Saturday, September 02, 2017

The Extraordinary Garden - Weekend Adventure

In our efforts to expose them to new things, we took the boys to a place recommended by Dan's French teacher.  She said that it is only open for 4 days each year and this weekend was during that time.  It is called, Le Jardin Extraordinaire.  

The objectives of the garden are listed on the left side of the sign.  I think they say:
* Make art accessible to all
* Nature Sensitivity
* Bond with others

So it was kind of like a hippy festival of nature art.  There was also music.  And some artisanal crafts including this 450 euro steampunk badger.

My eye is a watch and my intestines are gears!

Rather than branding this adventure as a hike, we told the kids that it was more like a hunt for koroks.  We pulled out an old camera and told them to take pictures every time they find a place that a korok should be hiding.  While they still complained a bit about the hiking part and the uncomfortable weather, we got these excellent pictures...

Hiding under a bridge

In a Circle of Flowers

Enjoying the Tournesol

Inside the Vine House

Playing on the Bug Decorating the Stream

Nom Nom

We were warned not to tickle the koroks.

Sometimes Koroks Like to be Left Alone

Alex even took some time to pose for pictures.

And take a selfie...

Great Pumpkin Selfie!

It was an extraordinary garden.  If you get the chance to visit, it is open in 2018 the weekend that spans August and September.  Maybe you can find some koroks too!

Wednesday, July 12, 2017

Planning Summer Days

This Tree was in the Middle of our Walk!

Summer is here!  The kids finally got done with school last Thursday.  We spent Friday playing video games, taking Alex to a party, and going shopping for a new marche pied as we lost ours at the park.  We took the Pamplona trip for the first adventure.  Yesterday we spent the day playing video games, taking Alex to another party, and going shopping for groceries.  

However, I don't want to spend the whole summer playing videogames, taking Alex to parties, and shopping with Will.  So, today, we implemented a new regimen.  

  • Play Video Games
  • Breakfast
  • Exercise
  • Write
  • Lunch
  • Nothing Time
  • Go Outside
  • Chores
  • Summer Goals
  • Dishes - Set Table
  • Dinner
  • Shower
  • Cuddle (Alex insisted it be on the list)
-.-.-
§ GIVEN INSTRUCTION 1
What price does the blog excerpt give for the steampunk badger?
§ GIVEN INSTRUCTION 2
Extract the passage of the blog excerpt from "Sometimes Koroks Like" to "some koroks too!", copying it word for word.
-.-.-
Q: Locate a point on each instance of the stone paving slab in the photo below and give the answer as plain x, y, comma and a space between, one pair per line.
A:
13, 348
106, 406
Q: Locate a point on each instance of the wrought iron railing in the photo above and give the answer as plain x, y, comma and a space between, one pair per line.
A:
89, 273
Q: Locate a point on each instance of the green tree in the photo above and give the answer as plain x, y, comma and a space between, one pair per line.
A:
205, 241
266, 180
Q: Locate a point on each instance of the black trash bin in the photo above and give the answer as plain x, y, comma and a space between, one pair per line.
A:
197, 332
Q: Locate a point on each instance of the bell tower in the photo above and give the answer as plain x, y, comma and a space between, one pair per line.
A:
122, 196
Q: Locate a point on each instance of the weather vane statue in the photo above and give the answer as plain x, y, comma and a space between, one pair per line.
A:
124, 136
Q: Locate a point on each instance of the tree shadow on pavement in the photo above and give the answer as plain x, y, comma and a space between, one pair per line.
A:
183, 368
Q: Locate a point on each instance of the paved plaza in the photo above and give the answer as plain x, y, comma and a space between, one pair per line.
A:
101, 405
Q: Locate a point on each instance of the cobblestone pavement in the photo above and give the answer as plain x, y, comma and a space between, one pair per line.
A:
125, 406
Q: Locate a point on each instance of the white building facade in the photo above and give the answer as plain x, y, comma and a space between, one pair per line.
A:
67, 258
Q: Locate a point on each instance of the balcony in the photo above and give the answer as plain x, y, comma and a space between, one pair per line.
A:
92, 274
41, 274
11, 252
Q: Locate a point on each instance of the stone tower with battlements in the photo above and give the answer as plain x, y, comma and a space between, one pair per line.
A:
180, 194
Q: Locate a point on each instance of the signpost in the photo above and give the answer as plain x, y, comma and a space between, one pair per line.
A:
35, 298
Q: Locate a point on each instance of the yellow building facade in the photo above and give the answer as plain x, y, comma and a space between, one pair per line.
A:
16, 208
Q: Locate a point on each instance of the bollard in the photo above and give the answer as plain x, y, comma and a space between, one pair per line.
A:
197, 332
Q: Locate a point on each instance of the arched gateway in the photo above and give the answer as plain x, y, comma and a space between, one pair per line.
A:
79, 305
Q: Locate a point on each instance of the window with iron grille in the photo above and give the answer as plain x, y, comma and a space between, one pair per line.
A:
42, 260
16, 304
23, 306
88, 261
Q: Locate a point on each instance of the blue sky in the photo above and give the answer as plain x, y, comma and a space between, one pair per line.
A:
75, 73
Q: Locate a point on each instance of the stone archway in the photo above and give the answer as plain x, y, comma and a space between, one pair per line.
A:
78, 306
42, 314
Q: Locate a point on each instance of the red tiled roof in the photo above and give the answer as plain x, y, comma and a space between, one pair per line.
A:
-.-.-
§ COMPLETE RESPONSE 1
450 euros

§ COMPLETE RESPONSE 2
Sometimes Koroks Like to be Left Alone

Alex even took some time to pose for pictures.

And take a selfie...

Great Pumpkin Selfie!

It was an extraordinary garden.  If you get the chance to visit, it is open in 2018 the weekend that spans August and September.  Maybe you can find some koroks too!